**EXERCISE SET:**
1) According to the master thesis text, for what purpose does Beate Klösgen employ scattering techniques at Large Scale Facilities? Answer in one to three sentences.
2) Update the passage of the master thesis text that begins at the words "Who teaches Soft" and stops after "collaboration with experimentalists.", replacing "biomembranes" with "lipid membranes".

**EXCERPT:**

══════

Master Thesis projects

The following are examples of previous Master Thesis topics in the area of Soft Matter and Statistical Physics:

  • Experimental studies of plasma membrane repair
  • An experimental model system the formation of lipid droplets in cells
  • Wetting of single micron-scale fibers for composite materials
  • The random walk approach to nested sampling
  • Modelling diffusion of water into the outer layers of human skin
  • Bayesian analysis of Fluorescence Correlation Spectroscopy data 
  • Stochastic thermodynamics of active membrane fluctuations 
  • The topography of complex energy landscapes 
  • Growing mesoscopic structures in aging hard sphere colloids 
  • Area law in the Tangled Nature model of ecosystem evolution 
  • Simulate the mechanical properties of gels of rigid actin filaments 
  • Aggregation behaviour of casein micelles in yoghurt and cheese 
  • Physics of origins of life processes
  • Thermodynamics and kinetics of metabolic and informational processes
  • Scaling and dynamics of biological and technological evolution

Who teaches Soft Matter and Statistical Physics?

John Hjort Ipsen works in the area of biophysics with a particular focus on the structure and dynamics of biomembranes. He has a broad and deep expertise in the field and performs theoretical modelling and simulations as well as data analysis in close collaboration with experimentalists.

Beate Klösgen works in the area of soft condensed matter using scattering techniques (X-ray and Neutrons). She employs these uniquely powerful techniques at Large Scale Facilities to reveal the structure of soft matter systems at the nanoscale.

Michael Lomholt works in the area of non-equilibrium statistical physics, stochastic processes and data analysis. He models different biological and soft matter systems out of equilibrium, and also applies Bayesian inference for model selection with experimental data from these systems.

══════

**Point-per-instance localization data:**
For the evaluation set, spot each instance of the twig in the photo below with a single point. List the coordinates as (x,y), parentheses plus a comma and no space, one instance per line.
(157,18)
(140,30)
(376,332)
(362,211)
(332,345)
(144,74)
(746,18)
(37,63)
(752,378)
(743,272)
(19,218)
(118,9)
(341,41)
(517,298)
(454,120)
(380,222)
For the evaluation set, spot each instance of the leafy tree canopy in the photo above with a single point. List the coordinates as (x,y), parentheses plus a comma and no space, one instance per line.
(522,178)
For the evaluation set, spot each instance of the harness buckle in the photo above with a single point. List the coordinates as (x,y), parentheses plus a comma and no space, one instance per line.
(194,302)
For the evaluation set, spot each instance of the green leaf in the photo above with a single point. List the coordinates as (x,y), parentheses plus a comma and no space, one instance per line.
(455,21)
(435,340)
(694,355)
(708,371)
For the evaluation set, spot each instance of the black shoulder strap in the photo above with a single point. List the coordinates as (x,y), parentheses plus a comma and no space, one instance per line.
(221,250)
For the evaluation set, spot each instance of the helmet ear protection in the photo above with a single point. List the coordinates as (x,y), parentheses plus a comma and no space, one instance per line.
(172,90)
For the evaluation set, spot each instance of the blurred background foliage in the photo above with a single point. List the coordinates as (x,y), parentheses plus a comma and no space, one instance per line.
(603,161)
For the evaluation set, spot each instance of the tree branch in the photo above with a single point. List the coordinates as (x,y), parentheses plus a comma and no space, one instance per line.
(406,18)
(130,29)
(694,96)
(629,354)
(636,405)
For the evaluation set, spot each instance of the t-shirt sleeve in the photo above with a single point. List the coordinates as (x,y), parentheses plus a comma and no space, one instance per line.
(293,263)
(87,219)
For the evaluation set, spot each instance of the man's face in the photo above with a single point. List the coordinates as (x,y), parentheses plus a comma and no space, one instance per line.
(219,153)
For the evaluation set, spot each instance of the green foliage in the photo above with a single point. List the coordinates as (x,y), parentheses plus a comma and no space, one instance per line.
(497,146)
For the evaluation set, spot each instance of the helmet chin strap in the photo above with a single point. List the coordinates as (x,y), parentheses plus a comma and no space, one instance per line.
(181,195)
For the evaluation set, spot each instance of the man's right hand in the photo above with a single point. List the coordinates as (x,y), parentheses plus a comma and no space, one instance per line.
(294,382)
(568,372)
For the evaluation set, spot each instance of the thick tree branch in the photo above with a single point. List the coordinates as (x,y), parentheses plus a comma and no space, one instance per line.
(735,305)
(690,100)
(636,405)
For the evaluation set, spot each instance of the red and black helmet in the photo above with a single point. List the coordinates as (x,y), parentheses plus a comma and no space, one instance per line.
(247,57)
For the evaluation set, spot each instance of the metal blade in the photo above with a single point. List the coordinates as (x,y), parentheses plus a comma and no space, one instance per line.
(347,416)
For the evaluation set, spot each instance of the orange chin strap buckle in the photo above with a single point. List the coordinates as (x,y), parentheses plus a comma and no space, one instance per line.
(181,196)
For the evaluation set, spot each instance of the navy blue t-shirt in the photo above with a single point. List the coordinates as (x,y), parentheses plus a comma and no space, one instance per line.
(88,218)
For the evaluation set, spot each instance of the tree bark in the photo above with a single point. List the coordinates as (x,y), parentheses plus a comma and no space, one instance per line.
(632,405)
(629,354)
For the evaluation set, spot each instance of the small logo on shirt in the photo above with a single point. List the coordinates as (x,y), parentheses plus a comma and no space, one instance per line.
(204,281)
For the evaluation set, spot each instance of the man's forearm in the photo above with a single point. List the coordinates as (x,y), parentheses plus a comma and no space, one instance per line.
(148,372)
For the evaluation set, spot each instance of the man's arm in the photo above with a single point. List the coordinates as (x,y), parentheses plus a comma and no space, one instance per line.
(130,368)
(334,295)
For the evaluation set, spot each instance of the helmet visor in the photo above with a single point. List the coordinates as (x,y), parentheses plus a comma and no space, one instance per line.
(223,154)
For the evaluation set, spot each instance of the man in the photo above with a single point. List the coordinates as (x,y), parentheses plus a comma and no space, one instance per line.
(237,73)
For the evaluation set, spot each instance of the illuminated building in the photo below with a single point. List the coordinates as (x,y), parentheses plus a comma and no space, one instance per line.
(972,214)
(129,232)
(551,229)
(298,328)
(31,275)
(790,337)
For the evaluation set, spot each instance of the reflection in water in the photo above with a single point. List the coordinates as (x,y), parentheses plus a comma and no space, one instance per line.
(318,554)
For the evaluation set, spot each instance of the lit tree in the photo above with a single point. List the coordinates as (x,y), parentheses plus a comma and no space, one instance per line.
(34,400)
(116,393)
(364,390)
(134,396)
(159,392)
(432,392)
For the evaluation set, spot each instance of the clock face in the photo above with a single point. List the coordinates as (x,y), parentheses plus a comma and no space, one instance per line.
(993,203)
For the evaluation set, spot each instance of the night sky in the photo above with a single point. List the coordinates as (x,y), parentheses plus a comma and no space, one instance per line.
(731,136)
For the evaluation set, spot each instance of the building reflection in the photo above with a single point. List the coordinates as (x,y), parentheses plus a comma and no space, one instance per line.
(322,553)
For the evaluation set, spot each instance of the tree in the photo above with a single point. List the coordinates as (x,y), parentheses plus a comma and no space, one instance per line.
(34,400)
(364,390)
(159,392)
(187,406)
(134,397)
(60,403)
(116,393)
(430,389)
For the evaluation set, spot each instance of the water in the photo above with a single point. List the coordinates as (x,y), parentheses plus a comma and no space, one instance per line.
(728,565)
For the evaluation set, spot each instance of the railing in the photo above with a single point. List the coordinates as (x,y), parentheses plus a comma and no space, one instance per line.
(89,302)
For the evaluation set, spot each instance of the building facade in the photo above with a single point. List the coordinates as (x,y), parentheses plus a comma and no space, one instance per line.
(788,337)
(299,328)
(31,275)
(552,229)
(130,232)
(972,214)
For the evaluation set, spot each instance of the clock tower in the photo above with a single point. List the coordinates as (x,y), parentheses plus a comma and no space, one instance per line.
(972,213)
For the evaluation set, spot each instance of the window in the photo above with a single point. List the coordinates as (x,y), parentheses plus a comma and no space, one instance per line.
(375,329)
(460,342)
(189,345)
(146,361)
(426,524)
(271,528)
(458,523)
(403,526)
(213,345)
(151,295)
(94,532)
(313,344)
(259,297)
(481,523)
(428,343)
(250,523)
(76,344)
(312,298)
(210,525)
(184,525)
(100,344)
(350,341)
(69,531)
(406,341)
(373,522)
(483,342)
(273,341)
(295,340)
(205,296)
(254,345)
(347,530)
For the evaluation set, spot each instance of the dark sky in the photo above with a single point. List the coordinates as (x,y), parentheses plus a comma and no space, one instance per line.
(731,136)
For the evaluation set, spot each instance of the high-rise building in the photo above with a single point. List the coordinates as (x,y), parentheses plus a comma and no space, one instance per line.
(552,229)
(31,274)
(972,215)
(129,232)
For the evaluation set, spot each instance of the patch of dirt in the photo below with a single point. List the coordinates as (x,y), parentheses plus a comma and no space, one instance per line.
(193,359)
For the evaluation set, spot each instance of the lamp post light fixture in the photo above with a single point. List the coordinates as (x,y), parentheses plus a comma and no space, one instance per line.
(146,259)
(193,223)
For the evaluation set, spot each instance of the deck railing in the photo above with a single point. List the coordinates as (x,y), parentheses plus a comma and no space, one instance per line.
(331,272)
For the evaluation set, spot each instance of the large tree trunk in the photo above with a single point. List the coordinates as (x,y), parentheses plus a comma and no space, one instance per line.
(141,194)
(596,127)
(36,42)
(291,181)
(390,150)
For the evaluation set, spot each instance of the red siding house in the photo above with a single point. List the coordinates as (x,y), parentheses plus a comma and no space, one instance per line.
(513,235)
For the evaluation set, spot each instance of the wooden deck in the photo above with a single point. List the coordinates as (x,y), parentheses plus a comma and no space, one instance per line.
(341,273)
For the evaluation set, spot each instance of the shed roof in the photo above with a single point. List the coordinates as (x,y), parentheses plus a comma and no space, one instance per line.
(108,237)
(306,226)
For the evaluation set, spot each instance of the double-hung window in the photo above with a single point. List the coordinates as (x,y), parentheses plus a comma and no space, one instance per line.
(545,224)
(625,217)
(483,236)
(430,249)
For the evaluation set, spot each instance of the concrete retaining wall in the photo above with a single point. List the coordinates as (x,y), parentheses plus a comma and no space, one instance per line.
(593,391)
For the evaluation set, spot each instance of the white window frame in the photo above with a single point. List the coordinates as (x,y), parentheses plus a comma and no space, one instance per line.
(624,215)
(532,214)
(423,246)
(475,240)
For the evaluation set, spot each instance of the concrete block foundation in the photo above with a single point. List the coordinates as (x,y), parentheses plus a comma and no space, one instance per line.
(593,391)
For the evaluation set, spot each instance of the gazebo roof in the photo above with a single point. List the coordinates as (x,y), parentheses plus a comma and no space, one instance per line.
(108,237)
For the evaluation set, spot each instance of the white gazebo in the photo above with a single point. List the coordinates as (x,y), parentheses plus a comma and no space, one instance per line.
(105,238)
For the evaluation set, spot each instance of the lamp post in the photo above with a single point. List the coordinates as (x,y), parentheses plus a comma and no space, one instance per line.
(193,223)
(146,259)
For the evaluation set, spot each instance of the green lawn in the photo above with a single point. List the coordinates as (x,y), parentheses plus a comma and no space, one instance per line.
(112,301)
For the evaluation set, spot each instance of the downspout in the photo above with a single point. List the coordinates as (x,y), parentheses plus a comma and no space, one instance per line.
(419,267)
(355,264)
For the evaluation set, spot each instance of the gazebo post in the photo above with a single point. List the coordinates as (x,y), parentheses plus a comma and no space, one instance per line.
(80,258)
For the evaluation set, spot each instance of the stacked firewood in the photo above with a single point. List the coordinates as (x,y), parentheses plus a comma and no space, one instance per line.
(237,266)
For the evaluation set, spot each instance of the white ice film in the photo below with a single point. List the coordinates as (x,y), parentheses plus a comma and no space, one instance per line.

══════

**RESULTS OF THE TASKS:**
1) Beate Klösgen employs these scattering techniques (X-ray and neutrons) at Large Scale Facilities to reveal the structure of soft matter systems at the nanoscale.

2)
Who teaches Soft Matter and Statistical Physics?

John Hjort Ipsen works in the area of biophysics with a particular focus on the structure and dynamics of lipid membranes. He has a broad and deep expertise in the field and performs theoretical modelling and simulations as well as data analysis in close collaboration with experimentalists.